* **Problem details**: Locate every line in the items below that contains the word "drawer", and copy each of those lines. Case counts.

Dataset items:
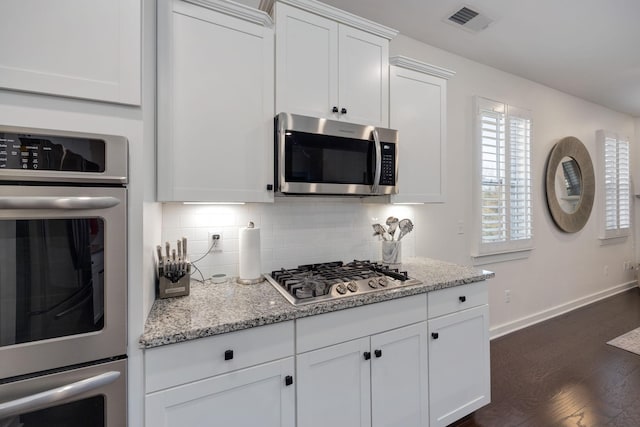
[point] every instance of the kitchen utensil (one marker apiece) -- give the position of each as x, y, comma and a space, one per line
392, 224
379, 231
405, 227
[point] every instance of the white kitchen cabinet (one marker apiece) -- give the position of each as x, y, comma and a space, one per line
378, 377
459, 361
417, 109
256, 396
242, 378
76, 48
331, 64
215, 102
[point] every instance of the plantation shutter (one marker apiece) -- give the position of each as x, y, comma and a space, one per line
504, 140
617, 185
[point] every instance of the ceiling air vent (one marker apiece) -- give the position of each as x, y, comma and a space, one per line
469, 19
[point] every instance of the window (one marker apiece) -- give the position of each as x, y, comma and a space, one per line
614, 171
503, 186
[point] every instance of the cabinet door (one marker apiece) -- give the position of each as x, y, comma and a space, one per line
363, 77
399, 377
459, 370
306, 63
417, 109
78, 48
334, 386
215, 106
255, 396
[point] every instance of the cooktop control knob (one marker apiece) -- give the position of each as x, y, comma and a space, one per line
352, 286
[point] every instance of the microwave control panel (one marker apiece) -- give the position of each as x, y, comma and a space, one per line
388, 173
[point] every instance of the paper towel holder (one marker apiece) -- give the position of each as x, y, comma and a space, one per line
251, 281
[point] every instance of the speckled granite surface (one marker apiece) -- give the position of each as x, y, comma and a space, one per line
213, 309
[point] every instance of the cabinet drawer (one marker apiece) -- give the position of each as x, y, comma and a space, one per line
450, 300
181, 363
344, 325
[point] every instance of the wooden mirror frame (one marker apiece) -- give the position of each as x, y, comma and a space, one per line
570, 147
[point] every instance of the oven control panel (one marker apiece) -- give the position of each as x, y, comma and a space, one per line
50, 152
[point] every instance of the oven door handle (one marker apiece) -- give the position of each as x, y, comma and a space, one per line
47, 202
47, 398
376, 174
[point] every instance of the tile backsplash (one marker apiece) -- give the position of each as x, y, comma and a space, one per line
292, 232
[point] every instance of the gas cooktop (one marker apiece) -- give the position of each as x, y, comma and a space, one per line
332, 280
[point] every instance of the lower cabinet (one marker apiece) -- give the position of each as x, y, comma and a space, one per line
459, 361
379, 380
262, 395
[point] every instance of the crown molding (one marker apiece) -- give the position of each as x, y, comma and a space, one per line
236, 9
343, 17
422, 67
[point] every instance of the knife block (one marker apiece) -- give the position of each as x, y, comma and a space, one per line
169, 289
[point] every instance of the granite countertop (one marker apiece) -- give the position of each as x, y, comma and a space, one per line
217, 308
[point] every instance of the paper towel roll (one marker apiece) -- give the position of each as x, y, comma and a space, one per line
249, 263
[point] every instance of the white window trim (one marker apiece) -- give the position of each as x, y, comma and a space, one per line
620, 234
483, 253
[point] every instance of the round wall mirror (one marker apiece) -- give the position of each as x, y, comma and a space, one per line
570, 184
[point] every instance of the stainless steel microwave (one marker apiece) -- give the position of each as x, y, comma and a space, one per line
328, 157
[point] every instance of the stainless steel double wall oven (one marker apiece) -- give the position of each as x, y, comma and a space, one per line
63, 278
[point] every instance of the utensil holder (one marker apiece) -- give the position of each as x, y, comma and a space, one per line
391, 252
168, 288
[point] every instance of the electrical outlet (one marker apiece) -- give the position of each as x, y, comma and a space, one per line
215, 241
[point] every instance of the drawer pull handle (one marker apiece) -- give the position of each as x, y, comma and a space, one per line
288, 380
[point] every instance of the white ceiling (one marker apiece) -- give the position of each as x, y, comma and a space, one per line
587, 48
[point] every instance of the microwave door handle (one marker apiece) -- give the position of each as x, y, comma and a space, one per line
65, 203
49, 397
376, 175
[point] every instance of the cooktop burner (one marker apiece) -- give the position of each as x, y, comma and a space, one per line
331, 280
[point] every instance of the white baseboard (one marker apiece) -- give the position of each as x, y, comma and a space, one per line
523, 322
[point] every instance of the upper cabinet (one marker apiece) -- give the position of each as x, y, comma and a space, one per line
417, 109
331, 64
215, 102
76, 48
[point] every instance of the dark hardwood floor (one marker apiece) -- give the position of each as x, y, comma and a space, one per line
562, 373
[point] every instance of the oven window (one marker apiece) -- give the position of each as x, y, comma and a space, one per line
328, 159
51, 278
83, 413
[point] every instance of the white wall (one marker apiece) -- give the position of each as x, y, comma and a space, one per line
292, 231
564, 270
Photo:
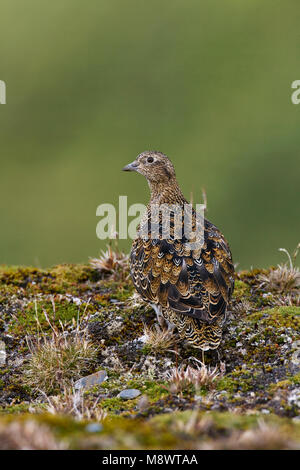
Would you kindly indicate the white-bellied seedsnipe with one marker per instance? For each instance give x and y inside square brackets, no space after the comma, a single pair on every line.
[189,287]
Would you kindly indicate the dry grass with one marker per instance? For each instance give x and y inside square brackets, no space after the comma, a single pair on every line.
[27,435]
[181,378]
[284,279]
[158,339]
[79,406]
[113,263]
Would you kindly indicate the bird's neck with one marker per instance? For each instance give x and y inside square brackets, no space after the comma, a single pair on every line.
[166,192]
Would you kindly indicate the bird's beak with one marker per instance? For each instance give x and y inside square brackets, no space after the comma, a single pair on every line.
[131,167]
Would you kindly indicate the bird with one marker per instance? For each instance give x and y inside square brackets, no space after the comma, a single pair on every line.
[188,286]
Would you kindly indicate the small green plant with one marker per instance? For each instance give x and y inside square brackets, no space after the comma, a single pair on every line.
[113,263]
[181,378]
[73,403]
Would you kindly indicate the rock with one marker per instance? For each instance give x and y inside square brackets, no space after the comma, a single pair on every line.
[129,394]
[91,380]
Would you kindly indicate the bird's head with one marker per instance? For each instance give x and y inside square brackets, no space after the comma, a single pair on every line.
[155,166]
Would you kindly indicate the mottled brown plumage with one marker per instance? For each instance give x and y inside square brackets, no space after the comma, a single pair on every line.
[189,287]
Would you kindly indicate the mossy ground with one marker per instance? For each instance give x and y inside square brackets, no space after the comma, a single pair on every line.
[260,350]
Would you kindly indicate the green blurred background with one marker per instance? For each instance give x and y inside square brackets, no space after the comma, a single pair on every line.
[90,84]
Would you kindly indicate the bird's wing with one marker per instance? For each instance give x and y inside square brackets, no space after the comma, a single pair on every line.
[197,283]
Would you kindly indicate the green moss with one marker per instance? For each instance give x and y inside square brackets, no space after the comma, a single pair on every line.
[241,290]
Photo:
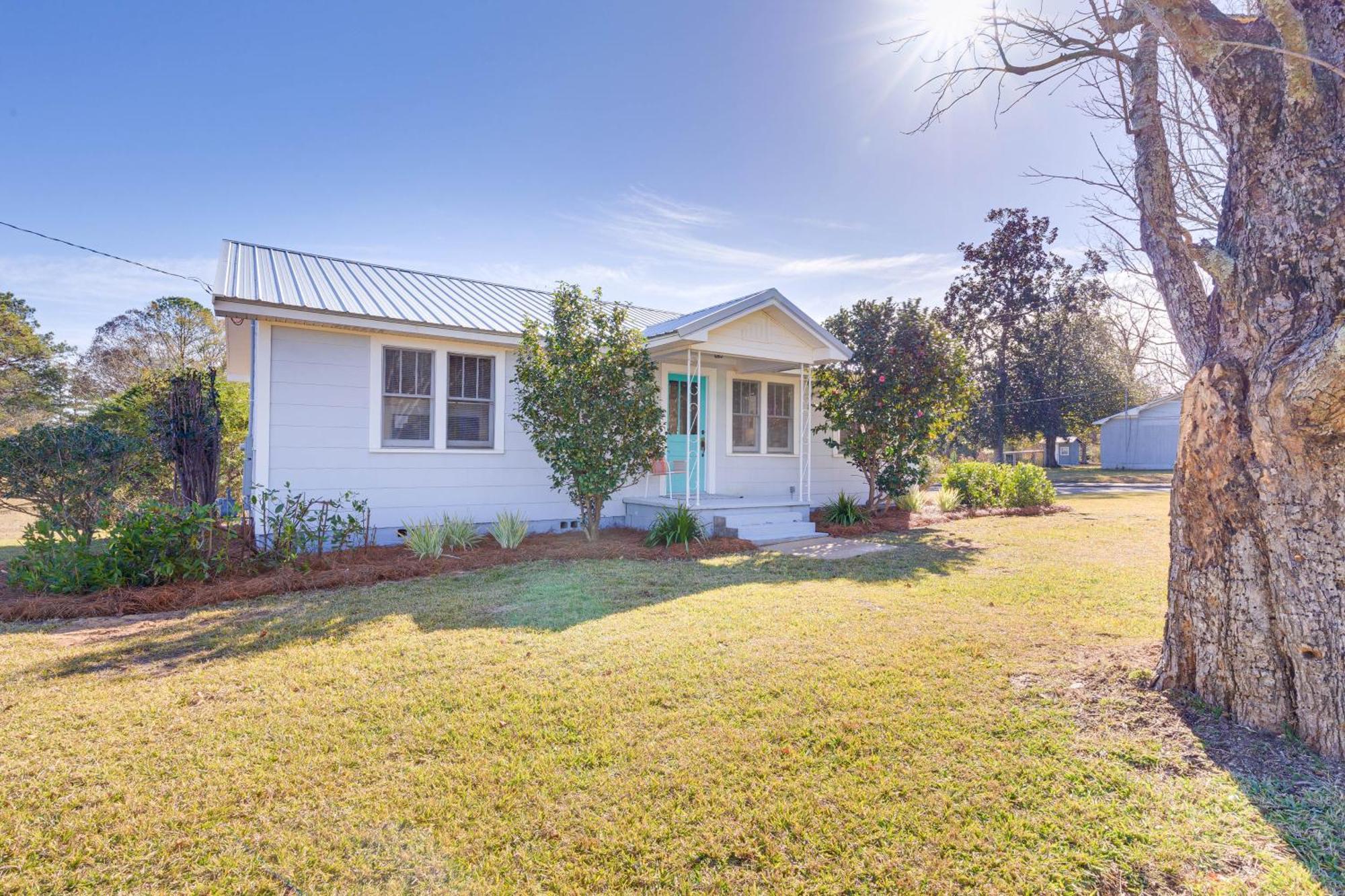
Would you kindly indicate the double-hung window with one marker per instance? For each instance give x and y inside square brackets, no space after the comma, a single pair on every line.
[747,413]
[408,405]
[779,417]
[471,401]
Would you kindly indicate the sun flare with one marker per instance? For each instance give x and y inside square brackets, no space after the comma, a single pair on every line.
[952,19]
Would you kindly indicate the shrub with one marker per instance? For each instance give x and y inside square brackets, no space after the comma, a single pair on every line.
[911,501]
[676,526]
[56,563]
[980,483]
[845,510]
[69,474]
[426,538]
[162,542]
[510,529]
[1028,486]
[291,524]
[461,533]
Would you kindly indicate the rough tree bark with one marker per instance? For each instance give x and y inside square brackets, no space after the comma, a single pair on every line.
[1257,614]
[1256,619]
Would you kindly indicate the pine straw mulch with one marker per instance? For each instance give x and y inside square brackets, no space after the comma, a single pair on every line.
[360,567]
[894,520]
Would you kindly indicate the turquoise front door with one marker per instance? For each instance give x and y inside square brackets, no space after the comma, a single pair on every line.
[687,434]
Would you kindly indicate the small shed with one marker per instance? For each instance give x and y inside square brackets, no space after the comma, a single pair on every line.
[1143,438]
[1070,451]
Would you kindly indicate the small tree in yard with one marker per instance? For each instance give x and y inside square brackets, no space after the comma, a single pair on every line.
[588,397]
[188,430]
[903,389]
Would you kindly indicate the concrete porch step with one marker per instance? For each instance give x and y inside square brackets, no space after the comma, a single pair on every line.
[770,533]
[759,516]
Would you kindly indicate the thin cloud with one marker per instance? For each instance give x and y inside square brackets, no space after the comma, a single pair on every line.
[75,294]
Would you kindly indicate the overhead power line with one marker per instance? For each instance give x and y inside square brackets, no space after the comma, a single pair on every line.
[1069,395]
[108,255]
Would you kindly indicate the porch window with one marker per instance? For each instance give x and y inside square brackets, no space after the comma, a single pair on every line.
[747,413]
[471,401]
[408,381]
[779,417]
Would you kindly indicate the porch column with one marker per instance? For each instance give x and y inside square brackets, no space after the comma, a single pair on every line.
[687,477]
[806,432]
[808,435]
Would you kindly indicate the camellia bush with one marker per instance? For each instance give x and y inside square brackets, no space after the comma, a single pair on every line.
[588,397]
[987,485]
[69,475]
[905,386]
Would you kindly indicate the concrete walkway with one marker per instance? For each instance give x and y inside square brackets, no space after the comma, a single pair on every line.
[829,548]
[1109,487]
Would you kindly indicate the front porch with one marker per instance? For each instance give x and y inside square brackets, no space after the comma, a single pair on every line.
[761,520]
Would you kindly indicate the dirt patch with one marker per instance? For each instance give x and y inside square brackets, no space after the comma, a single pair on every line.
[1109,693]
[362,567]
[894,520]
[100,630]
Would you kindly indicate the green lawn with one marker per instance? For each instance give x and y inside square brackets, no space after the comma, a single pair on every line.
[953,715]
[11,533]
[1100,475]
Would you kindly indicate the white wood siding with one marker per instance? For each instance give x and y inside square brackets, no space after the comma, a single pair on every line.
[1144,442]
[318,440]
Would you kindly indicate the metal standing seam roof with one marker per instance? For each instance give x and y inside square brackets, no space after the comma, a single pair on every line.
[302,280]
[1139,409]
[683,321]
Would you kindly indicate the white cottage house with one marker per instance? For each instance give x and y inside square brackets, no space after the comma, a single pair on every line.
[399,385]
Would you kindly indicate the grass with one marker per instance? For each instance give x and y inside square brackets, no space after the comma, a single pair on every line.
[11,533]
[1087,474]
[907,720]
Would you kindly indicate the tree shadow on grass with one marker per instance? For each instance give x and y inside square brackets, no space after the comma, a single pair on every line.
[541,596]
[1296,790]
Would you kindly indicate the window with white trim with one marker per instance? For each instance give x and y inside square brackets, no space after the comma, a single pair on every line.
[408,399]
[747,416]
[471,401]
[779,417]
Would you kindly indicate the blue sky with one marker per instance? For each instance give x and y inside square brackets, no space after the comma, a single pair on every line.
[676,155]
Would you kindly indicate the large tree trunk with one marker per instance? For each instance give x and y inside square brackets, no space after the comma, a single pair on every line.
[1257,614]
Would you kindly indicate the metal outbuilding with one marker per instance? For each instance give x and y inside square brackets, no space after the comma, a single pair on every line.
[1143,438]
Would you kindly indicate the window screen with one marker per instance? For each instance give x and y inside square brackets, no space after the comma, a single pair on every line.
[471,401]
[747,413]
[779,417]
[408,380]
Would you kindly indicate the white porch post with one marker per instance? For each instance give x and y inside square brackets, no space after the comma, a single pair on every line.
[806,432]
[700,430]
[802,462]
[808,436]
[688,463]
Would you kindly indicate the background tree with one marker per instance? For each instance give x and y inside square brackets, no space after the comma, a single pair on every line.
[1071,369]
[1254,622]
[131,413]
[32,374]
[992,303]
[71,475]
[903,389]
[588,397]
[169,334]
[188,430]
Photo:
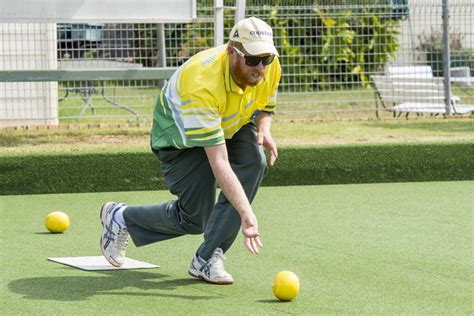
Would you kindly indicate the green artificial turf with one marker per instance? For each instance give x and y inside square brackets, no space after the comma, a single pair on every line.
[403,248]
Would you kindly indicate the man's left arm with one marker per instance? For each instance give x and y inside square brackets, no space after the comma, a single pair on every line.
[264,136]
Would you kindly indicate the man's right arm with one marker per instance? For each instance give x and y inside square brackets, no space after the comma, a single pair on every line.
[233,190]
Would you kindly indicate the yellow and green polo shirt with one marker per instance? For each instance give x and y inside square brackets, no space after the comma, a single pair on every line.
[201,105]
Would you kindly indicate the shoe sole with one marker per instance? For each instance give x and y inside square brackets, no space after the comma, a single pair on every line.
[200,277]
[112,262]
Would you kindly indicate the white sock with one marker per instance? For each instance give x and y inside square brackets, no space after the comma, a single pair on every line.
[118,216]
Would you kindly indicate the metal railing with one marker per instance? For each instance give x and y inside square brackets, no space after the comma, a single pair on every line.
[98,70]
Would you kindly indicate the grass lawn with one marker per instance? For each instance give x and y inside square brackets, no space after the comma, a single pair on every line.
[400,248]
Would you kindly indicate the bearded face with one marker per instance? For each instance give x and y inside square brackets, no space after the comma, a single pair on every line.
[243,74]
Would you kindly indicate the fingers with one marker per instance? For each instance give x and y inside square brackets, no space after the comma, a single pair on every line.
[259,138]
[273,157]
[253,244]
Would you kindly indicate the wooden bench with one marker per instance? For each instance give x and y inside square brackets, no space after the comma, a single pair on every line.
[418,94]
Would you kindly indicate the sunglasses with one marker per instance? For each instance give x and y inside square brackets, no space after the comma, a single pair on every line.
[253,61]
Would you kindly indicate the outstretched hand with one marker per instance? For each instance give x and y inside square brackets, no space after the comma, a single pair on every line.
[250,231]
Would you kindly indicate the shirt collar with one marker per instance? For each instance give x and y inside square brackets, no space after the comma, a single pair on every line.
[230,84]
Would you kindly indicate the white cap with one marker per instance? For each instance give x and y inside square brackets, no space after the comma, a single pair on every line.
[255,35]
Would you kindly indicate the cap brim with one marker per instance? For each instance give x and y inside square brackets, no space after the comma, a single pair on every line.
[260,48]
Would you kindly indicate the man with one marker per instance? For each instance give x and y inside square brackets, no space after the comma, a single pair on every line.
[209,125]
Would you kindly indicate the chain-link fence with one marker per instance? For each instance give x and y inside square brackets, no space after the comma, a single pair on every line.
[340,59]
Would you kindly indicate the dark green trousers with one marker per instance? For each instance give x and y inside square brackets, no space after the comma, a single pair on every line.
[188,175]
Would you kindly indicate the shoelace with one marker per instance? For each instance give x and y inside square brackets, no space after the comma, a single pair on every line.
[217,260]
[122,239]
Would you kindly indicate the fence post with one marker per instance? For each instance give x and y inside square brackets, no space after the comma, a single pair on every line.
[446,58]
[239,10]
[161,48]
[218,22]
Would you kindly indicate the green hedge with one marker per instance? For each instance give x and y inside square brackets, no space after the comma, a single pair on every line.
[97,172]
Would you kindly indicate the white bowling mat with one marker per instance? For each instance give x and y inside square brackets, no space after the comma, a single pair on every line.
[99,263]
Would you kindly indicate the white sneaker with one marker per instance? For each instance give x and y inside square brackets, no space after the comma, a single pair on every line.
[114,239]
[213,270]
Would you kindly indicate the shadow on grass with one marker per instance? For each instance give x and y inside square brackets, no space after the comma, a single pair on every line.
[78,288]
[275,301]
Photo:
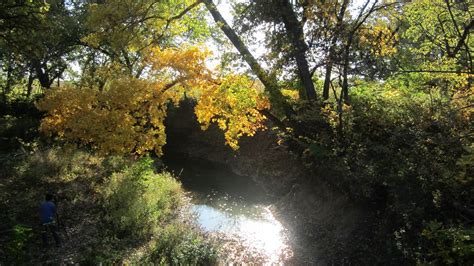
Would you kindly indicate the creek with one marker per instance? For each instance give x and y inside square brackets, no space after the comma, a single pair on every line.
[232,206]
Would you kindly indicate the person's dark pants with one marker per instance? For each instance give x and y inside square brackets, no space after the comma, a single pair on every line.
[50,228]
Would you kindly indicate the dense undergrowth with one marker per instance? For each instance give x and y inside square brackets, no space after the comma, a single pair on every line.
[112,209]
[408,159]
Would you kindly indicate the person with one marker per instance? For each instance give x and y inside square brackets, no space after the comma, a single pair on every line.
[48,224]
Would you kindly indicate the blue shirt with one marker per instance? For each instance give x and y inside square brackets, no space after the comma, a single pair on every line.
[47,211]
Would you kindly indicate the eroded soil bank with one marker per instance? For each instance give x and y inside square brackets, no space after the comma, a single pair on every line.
[322,223]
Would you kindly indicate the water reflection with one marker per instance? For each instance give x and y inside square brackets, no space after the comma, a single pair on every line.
[234,206]
[262,233]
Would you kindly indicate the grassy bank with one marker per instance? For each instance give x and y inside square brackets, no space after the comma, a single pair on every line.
[112,209]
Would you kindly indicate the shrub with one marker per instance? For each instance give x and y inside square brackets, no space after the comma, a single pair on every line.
[136,200]
[179,244]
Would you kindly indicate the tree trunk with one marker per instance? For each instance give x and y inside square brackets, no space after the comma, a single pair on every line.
[42,74]
[29,86]
[332,49]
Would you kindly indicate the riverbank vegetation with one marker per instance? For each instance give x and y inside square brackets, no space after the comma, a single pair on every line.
[375,98]
[110,208]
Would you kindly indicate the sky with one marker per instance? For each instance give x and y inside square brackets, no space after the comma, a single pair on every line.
[225,9]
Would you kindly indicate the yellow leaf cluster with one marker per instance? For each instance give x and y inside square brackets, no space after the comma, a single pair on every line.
[127,116]
[234,103]
[380,40]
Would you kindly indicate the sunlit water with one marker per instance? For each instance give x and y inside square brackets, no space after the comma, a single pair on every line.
[234,206]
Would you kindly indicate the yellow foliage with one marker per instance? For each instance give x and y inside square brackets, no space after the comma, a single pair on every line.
[380,39]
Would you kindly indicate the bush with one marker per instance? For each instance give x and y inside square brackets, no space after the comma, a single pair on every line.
[179,244]
[137,200]
[407,160]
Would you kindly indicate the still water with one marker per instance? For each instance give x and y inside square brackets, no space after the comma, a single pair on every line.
[233,206]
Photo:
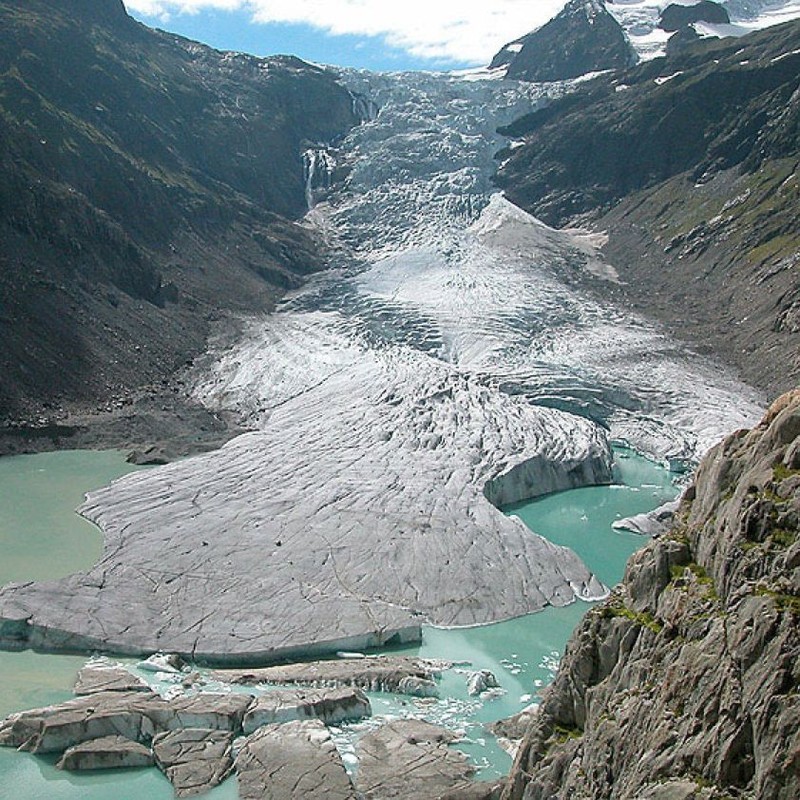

* **Response to this exercise**:
[point] every instance of the cabinet drawer (one marker apiece) -- give the position of each as x, y, comma and a space, one per line
[point] every instance of the drawer pull handle (one marker apiece) -- give the position of each as x, y, comma and a space, one per line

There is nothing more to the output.